--- RECORDS FOR THIS TASK ---
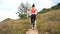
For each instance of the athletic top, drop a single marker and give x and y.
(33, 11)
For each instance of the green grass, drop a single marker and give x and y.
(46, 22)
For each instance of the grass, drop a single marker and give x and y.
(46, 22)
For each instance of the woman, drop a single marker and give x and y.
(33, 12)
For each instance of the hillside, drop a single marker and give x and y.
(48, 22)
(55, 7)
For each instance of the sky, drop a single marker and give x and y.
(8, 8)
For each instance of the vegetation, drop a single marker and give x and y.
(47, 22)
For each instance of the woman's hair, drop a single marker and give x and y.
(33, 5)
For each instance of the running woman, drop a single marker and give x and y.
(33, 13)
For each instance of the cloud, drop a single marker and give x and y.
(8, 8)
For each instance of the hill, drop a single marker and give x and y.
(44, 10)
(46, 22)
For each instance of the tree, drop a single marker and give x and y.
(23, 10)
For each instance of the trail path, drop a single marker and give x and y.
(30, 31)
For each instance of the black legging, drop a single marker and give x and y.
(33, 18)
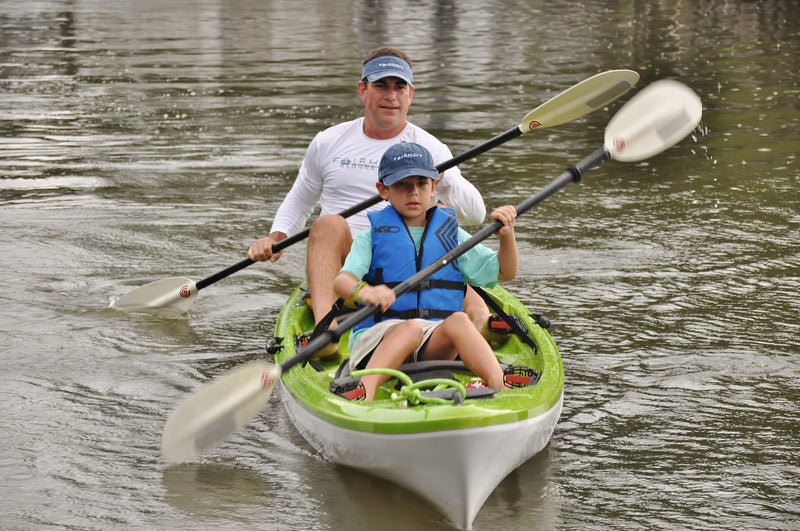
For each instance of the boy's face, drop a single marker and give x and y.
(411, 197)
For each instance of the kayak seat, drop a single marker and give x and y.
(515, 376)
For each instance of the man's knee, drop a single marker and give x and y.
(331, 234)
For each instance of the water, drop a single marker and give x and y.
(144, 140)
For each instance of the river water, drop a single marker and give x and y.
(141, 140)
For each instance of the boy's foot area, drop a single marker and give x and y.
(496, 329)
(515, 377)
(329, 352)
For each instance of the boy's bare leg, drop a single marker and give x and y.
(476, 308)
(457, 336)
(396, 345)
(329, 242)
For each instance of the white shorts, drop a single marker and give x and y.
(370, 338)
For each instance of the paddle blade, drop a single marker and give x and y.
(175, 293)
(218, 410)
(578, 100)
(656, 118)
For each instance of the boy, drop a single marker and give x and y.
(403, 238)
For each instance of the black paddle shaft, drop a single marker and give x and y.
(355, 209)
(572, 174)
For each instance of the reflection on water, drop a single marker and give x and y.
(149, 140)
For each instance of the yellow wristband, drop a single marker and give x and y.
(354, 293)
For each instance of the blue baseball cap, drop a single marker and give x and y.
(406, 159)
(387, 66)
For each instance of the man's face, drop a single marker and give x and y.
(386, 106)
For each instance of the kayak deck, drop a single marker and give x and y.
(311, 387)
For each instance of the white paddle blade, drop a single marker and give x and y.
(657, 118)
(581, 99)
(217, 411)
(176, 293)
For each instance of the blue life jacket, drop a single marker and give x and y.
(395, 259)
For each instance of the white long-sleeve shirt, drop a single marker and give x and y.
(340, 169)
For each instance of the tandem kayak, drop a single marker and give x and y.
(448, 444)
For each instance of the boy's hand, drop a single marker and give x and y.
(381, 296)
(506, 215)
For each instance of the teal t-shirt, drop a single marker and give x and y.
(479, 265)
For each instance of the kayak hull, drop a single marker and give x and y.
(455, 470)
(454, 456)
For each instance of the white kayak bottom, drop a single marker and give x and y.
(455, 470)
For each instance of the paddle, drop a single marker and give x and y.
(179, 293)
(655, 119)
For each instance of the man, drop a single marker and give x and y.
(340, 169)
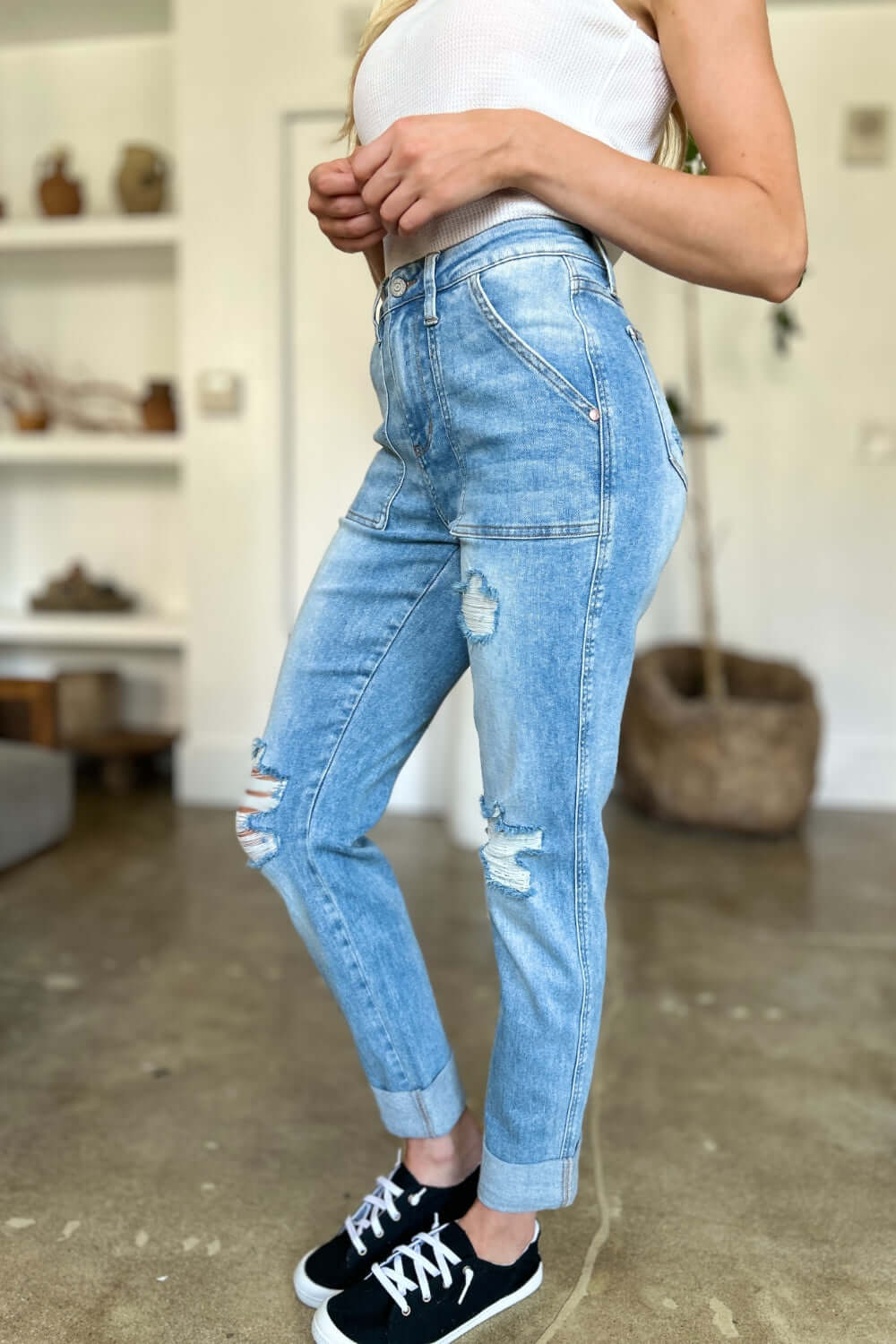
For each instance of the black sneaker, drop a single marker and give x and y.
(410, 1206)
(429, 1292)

--- STATED TASK ---
Rewrite all the records above, swapping "drop a single marker" for "place one point" everywhere and changing nothing else. Omit the pictures.

--- FINISHED ANSWER ---
For each instance of the athletic top, place one point and give x and y.
(33, 11)
For each instance of the green grass, place one point and give x and y.
(46, 22)
For each instance of the grass, place one point and give x and y.
(46, 22)
For each instance of the woman, place one point and give x and y.
(33, 12)
For each instance of the hillside, place one point and give x and y.
(48, 22)
(55, 7)
For each instance of the sky, place one point and give x and y.
(8, 8)
For each instance of the vegetation, place one point and give x and y.
(47, 22)
For each instance of the woman's hair, place one point and give x and y.
(33, 5)
For each instance of the running woman, place one point and give x and y.
(33, 13)
For each instance of the cloud, place one point and give x and y.
(8, 8)
For each instance of the hill, place one point and give x and y.
(44, 10)
(46, 22)
For each instance of the tree, place one point and give x and y.
(23, 10)
For each instance of the trail path, place one point and give x and y.
(30, 31)
For each instance of the black legging, place one point and give x and y.
(33, 18)
For each instance of the boy's face, place one point and give x and y.
(411, 197)
For each instance of the kayak seat, place one point and give x and y.
(515, 376)
For each instance of the man's knee, place one point and give x and y.
(331, 234)
For each instance of the water, place one point and give x and y.
(144, 140)
For each instance of the river water, place one point and give x and y.
(141, 140)
For each instance of the boy's foot area, place one point and give x and y.
(496, 329)
(515, 377)
(329, 352)
For each instance of the boy's bare leg, place one point and give x and y.
(476, 308)
(457, 336)
(396, 345)
(329, 242)
For each instance of the white shorts, place one point and give x and y.
(370, 338)
For each instance of the paddle blade, place one point and give x and y.
(175, 293)
(218, 410)
(578, 100)
(656, 118)
For each instance of the boy, place one point and give x and y.
(403, 238)
For each instance of the black paddle shaft, place one point and give x and y.
(355, 209)
(572, 174)
For each instance of the reflection on water, place one point and give x and y.
(149, 140)
For each instance of the yellow wristband, place one point and give x and y.
(354, 293)
For each instance of the blue baseball cap, place one point and give x and y.
(406, 159)
(387, 66)
For each instance of the man's face, place one point and give x and y.
(386, 106)
For each instance of the kayak deck, place one point and give x and y.
(311, 387)
For each instance of the white paddle blade, place one point and give x and y.
(657, 118)
(581, 99)
(217, 411)
(176, 293)
For each instance of the blue life jacket, place one point and give x and y.
(395, 259)
For each instance of the white long-sleeve shirt, place one point and give x and y.
(340, 169)
For each instance of the tandem kayak, place one point and give x and y.
(448, 444)
For each instance of the boy's hand, place one point and give x and y.
(381, 296)
(506, 215)
For each instance of the teal t-shirt, place one point and give x and y.
(479, 265)
For each instance of the kayak hull, place one point and give x and y.
(455, 470)
(454, 456)
For each instance of the white kayak bottom, place one point and give x and y.
(455, 470)
For each instance of the paddle, place one point and give x and y.
(179, 293)
(655, 119)
For each instance of the man, place one point and give x and y.
(340, 169)
For each instance of the black sneaker, place one point and give x and y.
(410, 1206)
(429, 1292)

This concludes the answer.